# ABOUT THIS EXERCISE
Up to and including the line with "Trace the outline of every instance of the dead", restate the records below word for word, beginning with their first line.

-------------------------

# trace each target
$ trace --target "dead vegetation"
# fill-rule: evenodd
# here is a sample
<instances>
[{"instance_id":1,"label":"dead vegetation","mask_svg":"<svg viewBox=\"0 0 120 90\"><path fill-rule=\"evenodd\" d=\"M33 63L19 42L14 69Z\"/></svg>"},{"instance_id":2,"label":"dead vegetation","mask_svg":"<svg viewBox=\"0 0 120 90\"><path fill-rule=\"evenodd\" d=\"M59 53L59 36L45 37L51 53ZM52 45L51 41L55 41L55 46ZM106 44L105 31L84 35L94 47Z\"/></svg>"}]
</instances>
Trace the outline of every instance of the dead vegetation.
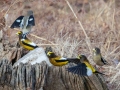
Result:
<instances>
[{"instance_id":1,"label":"dead vegetation","mask_svg":"<svg viewBox=\"0 0 120 90\"><path fill-rule=\"evenodd\" d=\"M103 66L103 72L108 75L105 77L106 83L110 90L119 90L120 1L68 0L77 18L66 1L0 1L0 31L3 36L0 40L0 58L10 53L18 40L15 35L17 30L9 26L19 15L31 9L36 23L32 35L29 35L32 41L42 47L50 45L57 54L65 57L85 54L91 64L94 64L91 50L95 46L99 47L102 55L111 63L110 66Z\"/></svg>"}]
</instances>

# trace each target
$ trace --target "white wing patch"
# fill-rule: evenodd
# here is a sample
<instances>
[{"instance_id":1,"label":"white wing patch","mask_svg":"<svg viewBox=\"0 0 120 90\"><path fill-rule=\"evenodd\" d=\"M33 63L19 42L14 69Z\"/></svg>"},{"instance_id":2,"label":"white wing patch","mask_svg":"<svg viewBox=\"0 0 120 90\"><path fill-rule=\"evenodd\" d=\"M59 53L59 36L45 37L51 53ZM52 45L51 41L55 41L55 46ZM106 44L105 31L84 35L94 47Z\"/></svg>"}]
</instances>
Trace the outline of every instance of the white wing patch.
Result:
<instances>
[{"instance_id":1,"label":"white wing patch","mask_svg":"<svg viewBox=\"0 0 120 90\"><path fill-rule=\"evenodd\" d=\"M30 18L29 21L33 21L33 18Z\"/></svg>"},{"instance_id":2,"label":"white wing patch","mask_svg":"<svg viewBox=\"0 0 120 90\"><path fill-rule=\"evenodd\" d=\"M92 74L93 74L92 70L89 67L87 67L87 75L91 76Z\"/></svg>"},{"instance_id":3,"label":"white wing patch","mask_svg":"<svg viewBox=\"0 0 120 90\"><path fill-rule=\"evenodd\" d=\"M18 19L18 20L16 20L16 22L21 22L21 20Z\"/></svg>"},{"instance_id":4,"label":"white wing patch","mask_svg":"<svg viewBox=\"0 0 120 90\"><path fill-rule=\"evenodd\" d=\"M24 41L25 39L21 39L21 41Z\"/></svg>"},{"instance_id":5,"label":"white wing patch","mask_svg":"<svg viewBox=\"0 0 120 90\"><path fill-rule=\"evenodd\" d=\"M67 58L62 57L62 58L60 58L60 60L67 60Z\"/></svg>"},{"instance_id":6,"label":"white wing patch","mask_svg":"<svg viewBox=\"0 0 120 90\"><path fill-rule=\"evenodd\" d=\"M25 39L21 39L21 41L25 41ZM29 42L31 46L37 46L34 42Z\"/></svg>"},{"instance_id":7,"label":"white wing patch","mask_svg":"<svg viewBox=\"0 0 120 90\"><path fill-rule=\"evenodd\" d=\"M32 45L32 46L37 46L35 43L33 43L33 42L30 42L29 43L30 45Z\"/></svg>"}]
</instances>

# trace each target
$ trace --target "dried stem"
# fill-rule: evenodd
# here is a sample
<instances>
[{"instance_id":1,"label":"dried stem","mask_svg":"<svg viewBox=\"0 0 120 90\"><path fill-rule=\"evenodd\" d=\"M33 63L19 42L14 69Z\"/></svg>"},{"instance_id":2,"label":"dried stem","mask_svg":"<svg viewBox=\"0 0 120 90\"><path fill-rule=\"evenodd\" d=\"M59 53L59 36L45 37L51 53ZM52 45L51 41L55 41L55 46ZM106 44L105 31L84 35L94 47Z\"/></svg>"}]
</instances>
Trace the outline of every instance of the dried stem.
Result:
<instances>
[{"instance_id":1,"label":"dried stem","mask_svg":"<svg viewBox=\"0 0 120 90\"><path fill-rule=\"evenodd\" d=\"M17 28L14 28L15 30L17 30L17 31L19 31L19 29L17 29ZM42 37L39 37L39 36L37 36L37 35L34 35L34 34L30 34L31 36L34 36L35 38L39 38L39 39L41 39L41 40L44 40L44 41L48 41L47 39L45 39L45 38L42 38ZM53 42L51 42L51 41L48 41L49 43L51 43L51 44L46 44L46 45L57 45L57 44L55 44L55 43L53 43ZM44 44L45 45L45 44Z\"/></svg>"},{"instance_id":2,"label":"dried stem","mask_svg":"<svg viewBox=\"0 0 120 90\"><path fill-rule=\"evenodd\" d=\"M6 11L6 13L5 13L5 15L4 16L6 16L6 14L9 12L9 10L11 9L11 7L14 5L14 4L16 4L17 2L19 2L20 0L15 0L11 5L10 5L10 7L8 8L8 10Z\"/></svg>"},{"instance_id":3,"label":"dried stem","mask_svg":"<svg viewBox=\"0 0 120 90\"><path fill-rule=\"evenodd\" d=\"M90 53L92 53L92 51L91 51L91 42L90 42L90 39L89 39L89 37L88 37L88 35L87 35L87 33L86 33L86 31L85 31L85 29L84 29L81 21L78 19L77 15L75 14L75 12L74 12L72 6L70 5L69 1L68 1L68 0L65 0L65 1L66 1L66 3L68 4L69 8L71 9L72 13L74 14L75 18L78 20L78 23L79 23L80 27L82 28L82 30L83 30L83 32L84 32L84 34L85 34L86 43L87 43L87 45L88 45L88 47L89 47Z\"/></svg>"}]
</instances>

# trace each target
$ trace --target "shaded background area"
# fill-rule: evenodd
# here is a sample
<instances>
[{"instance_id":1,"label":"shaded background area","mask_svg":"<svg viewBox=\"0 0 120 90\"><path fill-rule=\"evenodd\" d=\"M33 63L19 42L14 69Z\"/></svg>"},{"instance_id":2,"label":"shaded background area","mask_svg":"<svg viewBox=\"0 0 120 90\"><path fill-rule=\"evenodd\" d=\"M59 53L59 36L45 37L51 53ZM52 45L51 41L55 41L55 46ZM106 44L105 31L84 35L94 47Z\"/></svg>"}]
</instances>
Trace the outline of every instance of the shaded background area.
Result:
<instances>
[{"instance_id":1,"label":"shaded background area","mask_svg":"<svg viewBox=\"0 0 120 90\"><path fill-rule=\"evenodd\" d=\"M119 90L120 1L69 0L69 2L90 39L90 49L99 47L102 55L111 63L111 66L103 66L102 71L108 74L105 77L108 87L110 90ZM38 36L29 35L32 41L44 48L49 44L58 55L64 57L85 54L94 65L83 30L65 0L0 1L0 58L16 60L18 59L14 57L16 53L18 57L22 56L20 51L23 49L16 50L17 30L10 29L9 26L29 9L33 10L36 23L31 34Z\"/></svg>"}]
</instances>

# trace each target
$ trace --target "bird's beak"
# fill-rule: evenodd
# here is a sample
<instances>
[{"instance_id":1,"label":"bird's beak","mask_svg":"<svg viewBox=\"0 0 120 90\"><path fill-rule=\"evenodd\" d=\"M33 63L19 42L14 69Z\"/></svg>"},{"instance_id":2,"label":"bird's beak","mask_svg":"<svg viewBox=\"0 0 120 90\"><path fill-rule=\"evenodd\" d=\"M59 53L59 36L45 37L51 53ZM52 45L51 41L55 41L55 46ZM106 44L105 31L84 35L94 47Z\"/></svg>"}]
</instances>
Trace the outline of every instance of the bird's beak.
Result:
<instances>
[{"instance_id":1,"label":"bird's beak","mask_svg":"<svg viewBox=\"0 0 120 90\"><path fill-rule=\"evenodd\" d=\"M18 32L16 33L16 35L19 35Z\"/></svg>"},{"instance_id":2,"label":"bird's beak","mask_svg":"<svg viewBox=\"0 0 120 90\"><path fill-rule=\"evenodd\" d=\"M47 53L47 56L50 56L50 53L49 53L49 52Z\"/></svg>"},{"instance_id":3,"label":"bird's beak","mask_svg":"<svg viewBox=\"0 0 120 90\"><path fill-rule=\"evenodd\" d=\"M80 59L80 57L81 57L81 55L78 55L78 57L77 57L77 58L78 58L78 59Z\"/></svg>"},{"instance_id":4,"label":"bird's beak","mask_svg":"<svg viewBox=\"0 0 120 90\"><path fill-rule=\"evenodd\" d=\"M96 50L95 50L95 48L93 49L93 52L95 52Z\"/></svg>"}]
</instances>

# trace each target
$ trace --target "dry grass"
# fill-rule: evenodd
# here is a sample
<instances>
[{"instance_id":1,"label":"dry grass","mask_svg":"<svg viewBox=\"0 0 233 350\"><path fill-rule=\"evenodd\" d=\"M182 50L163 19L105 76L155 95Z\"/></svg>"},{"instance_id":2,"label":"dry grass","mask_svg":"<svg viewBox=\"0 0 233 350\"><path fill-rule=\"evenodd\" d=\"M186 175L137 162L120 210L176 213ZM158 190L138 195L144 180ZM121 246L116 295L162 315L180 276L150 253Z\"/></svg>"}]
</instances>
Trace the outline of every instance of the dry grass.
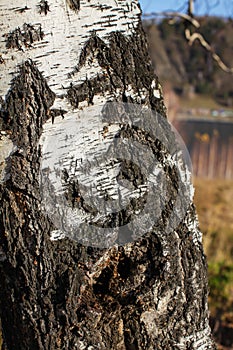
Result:
<instances>
[{"instance_id":1,"label":"dry grass","mask_svg":"<svg viewBox=\"0 0 233 350\"><path fill-rule=\"evenodd\" d=\"M209 264L210 310L233 324L233 180L195 179L194 185Z\"/></svg>"},{"instance_id":2,"label":"dry grass","mask_svg":"<svg viewBox=\"0 0 233 350\"><path fill-rule=\"evenodd\" d=\"M233 263L233 180L195 179L194 185L207 257Z\"/></svg>"}]
</instances>

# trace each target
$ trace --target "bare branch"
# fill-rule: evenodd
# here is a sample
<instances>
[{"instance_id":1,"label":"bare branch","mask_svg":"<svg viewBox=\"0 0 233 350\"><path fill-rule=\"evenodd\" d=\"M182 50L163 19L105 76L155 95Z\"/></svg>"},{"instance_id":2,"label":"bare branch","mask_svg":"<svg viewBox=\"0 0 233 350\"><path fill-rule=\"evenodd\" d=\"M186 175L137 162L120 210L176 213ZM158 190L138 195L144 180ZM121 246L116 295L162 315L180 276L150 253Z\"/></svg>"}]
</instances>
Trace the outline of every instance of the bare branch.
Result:
<instances>
[{"instance_id":1,"label":"bare branch","mask_svg":"<svg viewBox=\"0 0 233 350\"><path fill-rule=\"evenodd\" d=\"M151 17L151 16L163 16L163 17L172 17L172 20L169 21L170 24L174 24L175 18L182 18L186 21L186 28L185 28L185 37L188 40L188 43L190 46L194 43L195 40L199 40L200 44L211 53L212 58L214 61L217 62L218 66L227 73L233 73L233 68L228 67L221 57L216 54L214 49L211 47L211 45L206 41L204 36L201 33L194 32L191 34L190 29L188 28L188 22L193 25L196 29L200 28L200 23L197 19L194 18L194 2L195 0L188 0L188 9L187 14L176 12L176 11L164 11L164 12L151 12L144 14L144 17ZM217 6L218 0L215 2L214 6ZM207 2L207 5L209 3Z\"/></svg>"},{"instance_id":2,"label":"bare branch","mask_svg":"<svg viewBox=\"0 0 233 350\"><path fill-rule=\"evenodd\" d=\"M233 68L228 67L220 58L219 55L216 54L216 52L213 50L213 48L211 47L211 45L205 40L205 38L203 37L202 34L200 33L192 33L190 32L190 29L186 28L185 29L185 37L188 40L188 43L190 46L193 45L195 40L199 40L200 44L211 53L212 58L217 62L217 64L219 65L219 67L227 73L233 73Z\"/></svg>"},{"instance_id":3,"label":"bare branch","mask_svg":"<svg viewBox=\"0 0 233 350\"><path fill-rule=\"evenodd\" d=\"M188 15L190 17L193 17L194 14L194 0L189 0L189 4L188 4Z\"/></svg>"},{"instance_id":4,"label":"bare branch","mask_svg":"<svg viewBox=\"0 0 233 350\"><path fill-rule=\"evenodd\" d=\"M185 19L186 21L190 22L195 28L200 28L200 23L195 19L192 18L191 16L185 14L185 13L180 13L180 12L151 12L151 13L145 13L143 15L144 17L151 17L151 16L163 16L163 17L179 17L182 19Z\"/></svg>"}]
</instances>

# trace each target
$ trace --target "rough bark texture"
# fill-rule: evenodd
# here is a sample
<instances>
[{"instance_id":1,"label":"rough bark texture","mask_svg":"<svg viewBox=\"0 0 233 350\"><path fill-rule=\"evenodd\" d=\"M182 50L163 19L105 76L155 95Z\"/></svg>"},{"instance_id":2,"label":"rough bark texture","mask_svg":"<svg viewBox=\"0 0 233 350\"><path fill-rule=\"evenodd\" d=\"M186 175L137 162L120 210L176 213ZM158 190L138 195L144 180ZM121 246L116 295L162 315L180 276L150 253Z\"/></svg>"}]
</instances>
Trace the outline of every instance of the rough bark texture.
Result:
<instances>
[{"instance_id":1,"label":"rough bark texture","mask_svg":"<svg viewBox=\"0 0 233 350\"><path fill-rule=\"evenodd\" d=\"M123 3L131 11L134 2L119 1ZM74 14L82 5L94 6L88 4L67 1ZM41 16L53 10L49 1L37 6ZM100 11L108 7L99 2L95 6ZM23 8L22 13L27 10ZM111 10L118 14L117 9ZM111 25L108 20L106 26ZM35 40L43 39L43 28L38 34L34 26L25 25L23 34L15 29L5 37L7 48L21 49L15 35L24 46L33 43L27 30ZM90 57L98 61L102 74L65 89L62 98L71 106L93 104L96 95L109 95L118 101L139 101L165 114L162 97L155 93L160 88L140 22L130 35L113 32L107 43L92 33L72 67L71 80ZM161 224L134 243L105 250L69 238L51 241L53 224L40 210L38 142L43 124L49 118L56 122L59 111L67 112L54 107L57 93L53 91L39 65L26 60L1 101L1 128L16 146L3 164L0 187L0 299L7 348L214 349L208 325L206 261L195 239L193 205L169 235ZM158 158L164 157L159 143L156 152ZM175 186L175 174L169 168L167 174ZM169 210L163 215L165 220Z\"/></svg>"}]
</instances>

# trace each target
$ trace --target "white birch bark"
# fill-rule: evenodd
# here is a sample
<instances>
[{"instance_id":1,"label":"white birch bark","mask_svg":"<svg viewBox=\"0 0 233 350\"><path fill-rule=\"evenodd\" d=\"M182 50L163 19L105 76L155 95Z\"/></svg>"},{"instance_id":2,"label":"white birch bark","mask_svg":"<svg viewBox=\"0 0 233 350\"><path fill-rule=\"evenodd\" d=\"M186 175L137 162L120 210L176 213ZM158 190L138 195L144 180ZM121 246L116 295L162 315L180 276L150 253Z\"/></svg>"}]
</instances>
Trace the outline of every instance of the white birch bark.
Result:
<instances>
[{"instance_id":1,"label":"white birch bark","mask_svg":"<svg viewBox=\"0 0 233 350\"><path fill-rule=\"evenodd\" d=\"M70 1L51 0L46 14L42 11L45 2L1 1L0 94L3 98L17 66L28 59L36 62L56 95L64 95L64 89L71 83L80 84L102 73L95 60L76 73L81 51L93 31L107 43L109 34L118 31L130 35L139 22L137 1L80 1L77 10L70 8ZM30 24L33 30L25 24ZM33 42L26 36L27 30L34 34Z\"/></svg>"}]
</instances>

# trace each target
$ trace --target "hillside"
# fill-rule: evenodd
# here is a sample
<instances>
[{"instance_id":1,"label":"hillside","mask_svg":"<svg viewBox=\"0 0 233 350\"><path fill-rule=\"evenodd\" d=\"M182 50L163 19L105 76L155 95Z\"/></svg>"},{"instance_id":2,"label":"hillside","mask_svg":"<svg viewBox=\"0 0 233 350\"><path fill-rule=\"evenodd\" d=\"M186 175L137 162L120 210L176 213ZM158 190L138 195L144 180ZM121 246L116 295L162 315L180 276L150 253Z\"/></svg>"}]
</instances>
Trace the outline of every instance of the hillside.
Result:
<instances>
[{"instance_id":1,"label":"hillside","mask_svg":"<svg viewBox=\"0 0 233 350\"><path fill-rule=\"evenodd\" d=\"M218 17L199 18L200 32L211 43L224 63L233 66L233 21ZM155 71L162 82L169 81L180 94L194 91L209 94L227 106L233 106L233 77L213 61L198 41L189 46L184 24L167 19L145 21Z\"/></svg>"}]
</instances>

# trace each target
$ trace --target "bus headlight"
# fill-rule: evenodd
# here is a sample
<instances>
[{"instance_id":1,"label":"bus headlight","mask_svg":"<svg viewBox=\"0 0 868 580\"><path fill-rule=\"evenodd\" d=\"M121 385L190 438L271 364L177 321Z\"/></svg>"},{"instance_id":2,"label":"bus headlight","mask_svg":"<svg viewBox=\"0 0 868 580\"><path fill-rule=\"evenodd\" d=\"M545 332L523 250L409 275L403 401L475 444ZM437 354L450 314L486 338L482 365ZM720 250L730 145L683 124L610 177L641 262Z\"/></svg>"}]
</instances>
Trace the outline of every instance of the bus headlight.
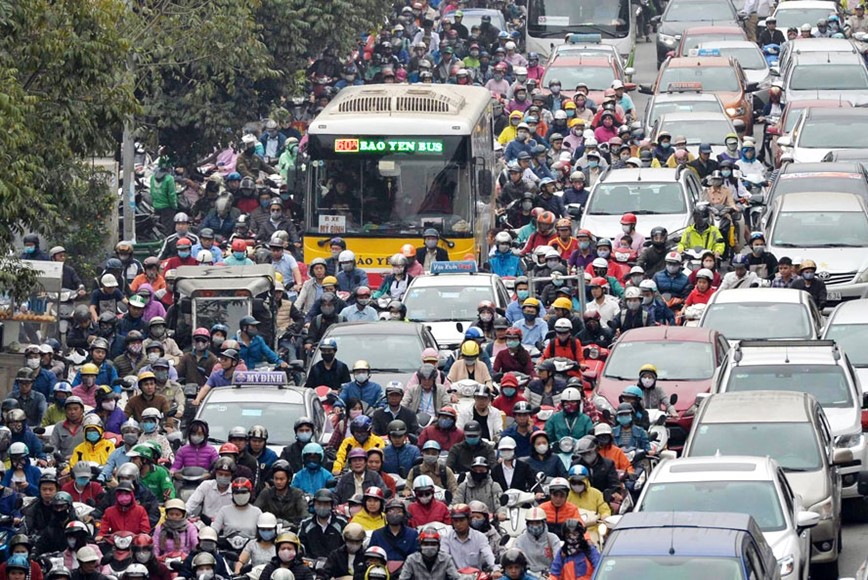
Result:
<instances>
[{"instance_id":1,"label":"bus headlight","mask_svg":"<svg viewBox=\"0 0 868 580\"><path fill-rule=\"evenodd\" d=\"M835 438L835 447L847 448L858 447L862 443L862 433L851 433L849 435L838 435Z\"/></svg>"},{"instance_id":2,"label":"bus headlight","mask_svg":"<svg viewBox=\"0 0 868 580\"><path fill-rule=\"evenodd\" d=\"M674 47L676 42L674 36L662 33L657 34L657 40L659 40L662 44L665 44L668 47Z\"/></svg>"},{"instance_id":3,"label":"bus headlight","mask_svg":"<svg viewBox=\"0 0 868 580\"><path fill-rule=\"evenodd\" d=\"M818 504L811 506L810 511L820 514L821 520L828 520L832 517L832 498L826 498Z\"/></svg>"},{"instance_id":4,"label":"bus headlight","mask_svg":"<svg viewBox=\"0 0 868 580\"><path fill-rule=\"evenodd\" d=\"M740 117L744 115L744 107L727 107L726 114L730 117Z\"/></svg>"},{"instance_id":5,"label":"bus headlight","mask_svg":"<svg viewBox=\"0 0 868 580\"><path fill-rule=\"evenodd\" d=\"M781 558L780 560L778 560L778 566L781 567L781 576L792 574L793 570L796 567L796 559L793 558L792 554L790 554L786 558Z\"/></svg>"}]
</instances>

-------------------------

# OUTPUT OF THE TASK
# trace each target
$ trace --target "dead vegetation"
# fill-rule: evenodd
# here is a sample
<instances>
[{"instance_id":1,"label":"dead vegetation","mask_svg":"<svg viewBox=\"0 0 120 90\"><path fill-rule=\"evenodd\" d=\"M33 63L19 42L14 69Z\"/></svg>"},{"instance_id":2,"label":"dead vegetation","mask_svg":"<svg viewBox=\"0 0 120 90\"><path fill-rule=\"evenodd\" d=\"M59 53L59 36L45 37L51 53ZM52 45L51 41L55 41L55 46ZM106 44L105 31L84 35L94 47Z\"/></svg>"}]
</instances>
Trace the outline of every instance of the dead vegetation.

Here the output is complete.